▶ [ЗАДАНИЯ]:
**A.** Ответьте по интервью на три вопроса:
(i) Сколько провода помещалось в немецкую катушку?
(ii) Из чего была сделана «наша» катушка и как её надо было держать?
(iii) Почему рассказчик носил немецкий автомат?
**B.** Выпишите из интервью все реплики А. Б. в том порядке, в каком они идут.
**C.** Повторите отрывок интервью, начиная со слов "В. Ф. Б.: И наш" и заканчивая словами "Настоящий солдат был." включительно.

▶ [ИНТЕРВЬЮ]:
☆ ☆ ☆ ☆ ☆ ☆ ☆
Как рюкзак, аккуратненько сделана и 1,5 км. длины провода сразу. А наша катушка была железная, на проволочной ручке, держать её надо было в руке. Не помню, сколько в ней было метров, но бежишь, она вся трещит. Они же старые были, так ... А эта удобная - несёшь за плечами, автомат повесишь на грудь. Бежишь.

А. Б.: Получается, Вы и немецкий провод использовали, не наш?

В. Ф. Б.: И наш использовали. Когда подвернётся возможность, где-то в обозе догнали, взяли, так, конечно, я брал себе такую.

А. Б.: Предпочитали немецкую катушку и провод?

В. Ф. Б.: Да. Конечно. Я даже автомат потом носил немецкий ,потому что он лёгкий. Он на груди висит, потом на поясе «парабеллум», подобрал его. Настоящий солдат был.

(улыбается)

А. Б.: А телефоны вы советские или немецкие использовали?
☆ ☆ ☆ ☆ ☆ ☆ ☆
▶ [ИСХОДНЫЕ ДАННЫЕ]:
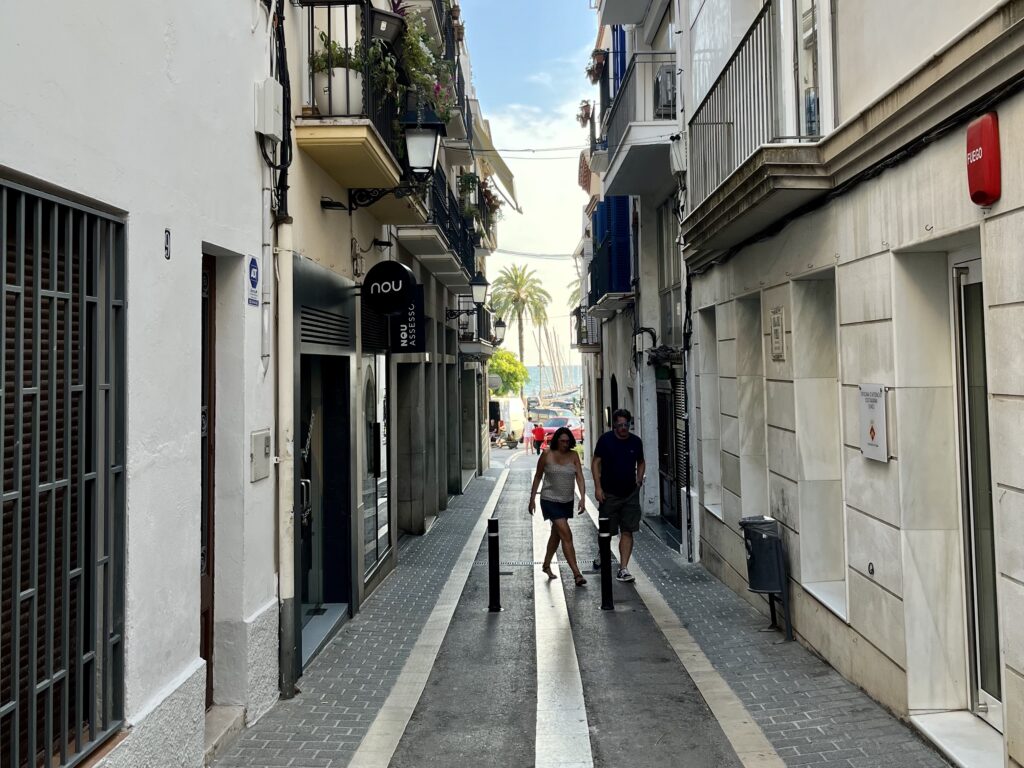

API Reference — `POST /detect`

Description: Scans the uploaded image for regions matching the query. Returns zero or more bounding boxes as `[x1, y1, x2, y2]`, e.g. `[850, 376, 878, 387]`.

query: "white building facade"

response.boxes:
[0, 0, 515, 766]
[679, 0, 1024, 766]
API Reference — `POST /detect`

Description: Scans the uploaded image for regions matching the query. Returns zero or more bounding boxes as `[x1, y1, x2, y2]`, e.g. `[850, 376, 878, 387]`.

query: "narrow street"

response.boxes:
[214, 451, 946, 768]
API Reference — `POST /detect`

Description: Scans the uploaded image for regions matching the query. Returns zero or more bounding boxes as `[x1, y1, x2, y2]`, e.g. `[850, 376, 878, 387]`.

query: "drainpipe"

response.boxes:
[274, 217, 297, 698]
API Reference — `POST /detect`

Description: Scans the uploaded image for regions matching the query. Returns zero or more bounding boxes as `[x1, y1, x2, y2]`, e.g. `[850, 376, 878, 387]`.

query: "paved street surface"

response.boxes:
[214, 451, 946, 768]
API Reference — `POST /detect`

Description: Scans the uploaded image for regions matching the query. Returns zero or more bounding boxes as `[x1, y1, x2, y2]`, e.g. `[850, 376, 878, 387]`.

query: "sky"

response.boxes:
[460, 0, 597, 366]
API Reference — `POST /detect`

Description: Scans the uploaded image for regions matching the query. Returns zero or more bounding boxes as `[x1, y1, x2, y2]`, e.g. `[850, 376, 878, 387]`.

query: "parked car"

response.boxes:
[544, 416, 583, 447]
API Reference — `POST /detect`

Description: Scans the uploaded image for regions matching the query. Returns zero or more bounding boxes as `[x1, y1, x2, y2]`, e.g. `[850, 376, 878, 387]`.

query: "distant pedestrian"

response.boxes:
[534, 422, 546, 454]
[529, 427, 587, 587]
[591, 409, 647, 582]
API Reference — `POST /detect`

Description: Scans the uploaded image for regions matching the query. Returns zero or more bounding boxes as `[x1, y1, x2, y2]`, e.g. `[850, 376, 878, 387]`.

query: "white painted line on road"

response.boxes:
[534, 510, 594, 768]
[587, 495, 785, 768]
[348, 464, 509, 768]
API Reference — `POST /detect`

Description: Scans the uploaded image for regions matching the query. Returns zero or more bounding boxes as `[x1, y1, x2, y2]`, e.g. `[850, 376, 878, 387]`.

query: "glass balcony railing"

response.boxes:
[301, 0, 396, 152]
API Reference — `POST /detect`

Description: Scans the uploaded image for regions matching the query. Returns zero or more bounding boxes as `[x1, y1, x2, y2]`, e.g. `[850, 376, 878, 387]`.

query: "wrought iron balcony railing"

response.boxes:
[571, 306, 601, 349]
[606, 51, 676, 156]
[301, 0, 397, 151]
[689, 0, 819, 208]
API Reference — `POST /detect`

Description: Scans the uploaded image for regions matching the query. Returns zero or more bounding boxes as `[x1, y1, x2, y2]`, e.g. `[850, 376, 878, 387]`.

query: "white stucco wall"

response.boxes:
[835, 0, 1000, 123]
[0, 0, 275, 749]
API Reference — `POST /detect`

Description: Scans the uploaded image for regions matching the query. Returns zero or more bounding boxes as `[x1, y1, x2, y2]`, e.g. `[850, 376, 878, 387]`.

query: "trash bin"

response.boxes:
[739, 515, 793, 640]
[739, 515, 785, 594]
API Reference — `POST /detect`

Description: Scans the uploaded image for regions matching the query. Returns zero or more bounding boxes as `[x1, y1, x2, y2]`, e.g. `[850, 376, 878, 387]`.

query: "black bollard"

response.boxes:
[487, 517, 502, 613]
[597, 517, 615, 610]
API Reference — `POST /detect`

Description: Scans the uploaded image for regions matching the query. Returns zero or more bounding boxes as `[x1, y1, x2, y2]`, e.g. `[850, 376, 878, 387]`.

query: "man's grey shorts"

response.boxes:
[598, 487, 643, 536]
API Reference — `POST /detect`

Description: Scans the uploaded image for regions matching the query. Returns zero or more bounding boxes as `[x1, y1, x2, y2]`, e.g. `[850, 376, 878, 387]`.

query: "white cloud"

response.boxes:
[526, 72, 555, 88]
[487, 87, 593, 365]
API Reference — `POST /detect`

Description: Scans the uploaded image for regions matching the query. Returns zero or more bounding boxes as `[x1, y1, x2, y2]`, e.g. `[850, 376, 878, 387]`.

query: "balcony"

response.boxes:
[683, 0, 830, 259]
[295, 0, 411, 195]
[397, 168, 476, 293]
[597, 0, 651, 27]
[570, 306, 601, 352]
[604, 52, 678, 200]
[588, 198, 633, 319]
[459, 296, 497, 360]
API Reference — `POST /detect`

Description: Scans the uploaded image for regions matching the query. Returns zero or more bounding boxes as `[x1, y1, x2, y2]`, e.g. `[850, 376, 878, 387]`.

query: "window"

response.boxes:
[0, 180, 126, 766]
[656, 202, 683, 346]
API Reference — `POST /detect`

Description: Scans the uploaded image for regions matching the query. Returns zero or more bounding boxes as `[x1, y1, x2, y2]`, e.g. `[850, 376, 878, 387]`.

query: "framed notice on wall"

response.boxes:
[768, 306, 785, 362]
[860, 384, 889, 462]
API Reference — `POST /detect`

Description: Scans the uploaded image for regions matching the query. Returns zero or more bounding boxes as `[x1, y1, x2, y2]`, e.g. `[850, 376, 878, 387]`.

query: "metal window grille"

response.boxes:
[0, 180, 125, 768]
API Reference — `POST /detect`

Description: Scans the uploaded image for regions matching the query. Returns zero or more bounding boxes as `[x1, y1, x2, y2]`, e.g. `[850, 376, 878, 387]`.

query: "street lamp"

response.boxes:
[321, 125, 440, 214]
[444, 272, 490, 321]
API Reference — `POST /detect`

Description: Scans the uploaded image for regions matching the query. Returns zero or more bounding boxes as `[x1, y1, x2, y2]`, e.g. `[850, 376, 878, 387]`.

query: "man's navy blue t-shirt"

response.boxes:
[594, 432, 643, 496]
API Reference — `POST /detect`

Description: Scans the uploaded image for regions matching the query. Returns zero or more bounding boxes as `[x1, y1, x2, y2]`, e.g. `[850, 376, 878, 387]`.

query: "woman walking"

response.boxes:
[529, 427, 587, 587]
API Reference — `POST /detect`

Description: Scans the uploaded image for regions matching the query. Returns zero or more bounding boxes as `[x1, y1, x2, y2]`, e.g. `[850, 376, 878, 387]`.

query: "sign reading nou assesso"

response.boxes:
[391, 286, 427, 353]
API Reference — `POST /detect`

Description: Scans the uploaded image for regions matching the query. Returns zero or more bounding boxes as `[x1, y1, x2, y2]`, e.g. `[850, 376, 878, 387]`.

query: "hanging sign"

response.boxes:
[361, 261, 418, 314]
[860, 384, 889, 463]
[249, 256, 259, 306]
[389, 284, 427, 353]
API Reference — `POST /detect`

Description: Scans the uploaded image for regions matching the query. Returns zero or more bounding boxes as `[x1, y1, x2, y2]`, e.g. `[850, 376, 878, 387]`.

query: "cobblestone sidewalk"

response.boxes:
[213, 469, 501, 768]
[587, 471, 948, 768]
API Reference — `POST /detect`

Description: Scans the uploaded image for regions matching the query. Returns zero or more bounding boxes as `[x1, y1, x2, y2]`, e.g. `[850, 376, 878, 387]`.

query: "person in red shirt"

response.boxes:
☆ ☆ ☆ ☆ ☆ ☆ ☆
▶ [ОТВЕТЫ]:
**A.**
(i) 1,5 км.
(ii) Она была железная, на проволочной ручке, и держать её надо было в руке.
(iii) Потому что он лёгкий.

**B.**
1. Получается, Вы и немецкий провод использовали, не наш?
2. Предпочитали немецкую катушку и провод?
3. А телефоны вы советские или немецкие использовали?

**C.**
В. Ф. Б.: И наш использовали. Когда подвернётся возможность, где-то в обозе догнали, взяли, так, конечно, я брал себе такую.

А. Б.: Предпочитали немецкую катушку и провод?

В. Ф. Б.: Да. Конечно. Я даже автомат потом носил немецкий ,потому что он лёгкий. Он на груди висит, потом на поясе «парабеллум», подобрал его. Настоящий солдат был.